Directions:
Copy the following entries line for line, without changing anything.

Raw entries
....................

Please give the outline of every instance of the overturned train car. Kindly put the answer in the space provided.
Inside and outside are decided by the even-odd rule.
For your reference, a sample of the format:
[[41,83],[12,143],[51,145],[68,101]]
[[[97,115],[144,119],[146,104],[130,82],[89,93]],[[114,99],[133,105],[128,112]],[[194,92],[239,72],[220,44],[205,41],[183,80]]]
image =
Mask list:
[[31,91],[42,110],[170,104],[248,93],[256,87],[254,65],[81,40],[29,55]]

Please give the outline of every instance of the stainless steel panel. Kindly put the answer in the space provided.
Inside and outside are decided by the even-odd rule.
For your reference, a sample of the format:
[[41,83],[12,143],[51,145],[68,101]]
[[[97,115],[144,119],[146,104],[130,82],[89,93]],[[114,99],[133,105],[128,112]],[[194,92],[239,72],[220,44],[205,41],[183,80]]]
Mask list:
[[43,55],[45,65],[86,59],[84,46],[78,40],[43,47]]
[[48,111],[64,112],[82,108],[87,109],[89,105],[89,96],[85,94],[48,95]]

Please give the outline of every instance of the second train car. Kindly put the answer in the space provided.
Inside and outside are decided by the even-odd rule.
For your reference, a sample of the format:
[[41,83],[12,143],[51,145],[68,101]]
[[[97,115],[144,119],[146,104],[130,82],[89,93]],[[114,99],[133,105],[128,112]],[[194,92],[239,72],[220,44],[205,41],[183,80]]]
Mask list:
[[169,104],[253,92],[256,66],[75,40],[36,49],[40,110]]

....................

Written reply:
Please give the outline of every instance of the overturned train car. Kindly put the answer in the space provided.
Inside and outside are decided by the even-odd rule.
For your reference, a sample of the format:
[[41,83],[12,143],[51,145],[68,101]]
[[[97,115],[144,119],[146,104],[130,82],[89,93]],[[114,99],[133,105],[128,112]],[[194,92],[239,72],[220,44],[205,41],[183,80]]]
image =
Mask list:
[[31,91],[42,110],[170,104],[248,93],[256,87],[254,65],[81,40],[29,55]]

Please give the outline of every instance of the stainless steel panel. Kindly put the answer in the space provided.
Inside and outside are decided by the even-odd rule.
For your reference, a sample of the format:
[[41,83],[12,143],[51,145],[68,101]]
[[[97,115],[144,119],[146,104],[130,82],[89,93]],[[114,99],[133,105],[128,112]],[[194,92],[239,72],[220,44],[205,41],[183,80]]]
Mask list:
[[43,55],[45,65],[86,59],[84,46],[78,40],[43,47]]
[[48,111],[64,112],[82,108],[87,109],[89,105],[89,96],[85,94],[48,95]]

Please give the outline of every instance of the second train car. Kindly put the answer in the space provided.
Inside and outside are decided by the even-odd rule.
For your reference, a sample of the format:
[[41,83],[12,143],[51,145],[68,101]]
[[[97,115],[144,119],[146,104],[130,82],[89,93]],[[114,99],[133,105],[128,112]],[[194,92],[239,72],[220,44],[205,41],[183,80]]]
Mask list:
[[169,104],[253,92],[256,66],[75,40],[36,49],[40,110]]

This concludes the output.